• _与えられた指示 A_
クリスマスについての文章を、一字一句変えずに全文書き写すこと。

金曜日だから昼間は静かだろうと勝手に思ってたけど
どこに行っても人が群れていた。

クリスマスフェアだと言って
クリスマスに縁もない和食居酒屋がなんだかイベントしてる。

【クリスマス】といえば  
なんでもかんでも許されてしまうような 
そんな街の浮かれた空気感がいつになっても好きになれない。

兄弟の末っ子ということもあり、
クリスマスはおもちゃを買ってもらえる日という認識だった。
サンタさんの話が出てくるときには
それは親なんだ!と兄から言われ
驚くこともなく、なるほど〜と思っていた。
だからもちろん、サンタさんへの手紙を書いたことはない。
予算が決まっていて
おもちゃ屋のチラシの中から一生懸命吟味する。
一人7,000円まで。
兄と姉と協力して21,000円で何が買えるか。
クリスマスの前といえば兄弟会議が日課になる。

そんなクリスマスに思い入れも特にない。
大人になれば与える側になる。

• _表示された項目_
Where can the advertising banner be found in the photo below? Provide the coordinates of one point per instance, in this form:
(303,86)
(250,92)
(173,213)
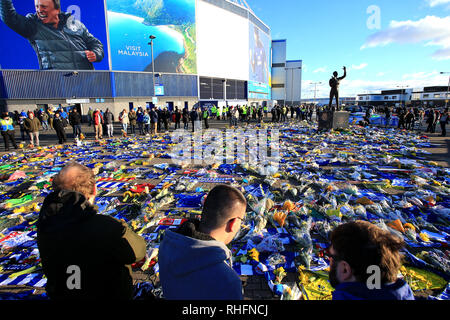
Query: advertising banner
(259,55)
(172,22)
(72,37)
(258,90)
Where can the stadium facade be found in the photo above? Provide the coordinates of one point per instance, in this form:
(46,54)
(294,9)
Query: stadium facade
(205,52)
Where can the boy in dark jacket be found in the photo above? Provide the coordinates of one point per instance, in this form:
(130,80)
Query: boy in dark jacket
(364,263)
(84,255)
(58,125)
(194,261)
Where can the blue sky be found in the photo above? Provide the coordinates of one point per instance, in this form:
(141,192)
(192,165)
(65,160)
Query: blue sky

• _与えられた指示 B_
上に並んだ項目すべてについて、空行を除いた各行を1つの文字列とし、JSONのリストとして出力すること。画像は出力に含めないこと。

• _演習の出力 A_
金曜日だから昼間は静かだろうと勝手に思ってたけど
どこに行っても人が群れていた。

クリスマスフェアだと言って
クリスマスに縁もない和食居酒屋がなんだかイベントしてる。

【クリスマス】といえば  
なんでもかんでも許されてしまうような 
そんな街の浮かれた空気感がいつになっても好きになれない。

兄弟の末っ子ということもあり、
クリスマスはおもちゃを買ってもらえる日という認識だった。
サンタさんの話が出てくるときには
それは親なんだ!と兄から言われ
驚くこともなく、なるほど〜と思っていた。
だからもちろん、サンタさんへの手紙を書いたことはない。
予算が決まっていて
おもちゃ屋のチラシの中から一生懸命吟味する。
一人7,000円まで。
兄と姉と協力して21,000円で何が買えるか。
クリスマスの前といえば兄弟会議が日課になる。

そんなクリスマスに思い入れも特にない。
大人になれば与える側になる。

• _演習の出力 B_
[
  "Where can the advertising banner be found in the photo below? Provide the coordinates of one point per instance, in this form:",
  "(303,86)",
  "(250,92)",
  "(173,213)",
  "Query: advertising banner",
  "(259,55)",
  "(172,22)",
  "(72,37)",
  "(258,90)",
  "Where can the stadium facade be found in the photo above? Provide the coordinates of one point per instance, in this form:",
  "(46,54)",
  "(294,9)",
  "Query: stadium facade",
  "(205,52)",
  "Where can the boy in dark jacket be found in the photo above? Provide the coordinates of one point per instance, in this form:",
  "(130,80)",
  "Query: boy in dark jacket",
  "(364,263)",
  "(84,255)",
  "(58,125)",
  "(194,261)",
  "Where can the blue sky be found in the photo above? Provide the coordinates of one point per instance, in this form:",
  "(141,192)",
  "(192,165)",
  "(65,160)",
  "Query: blue sky"
]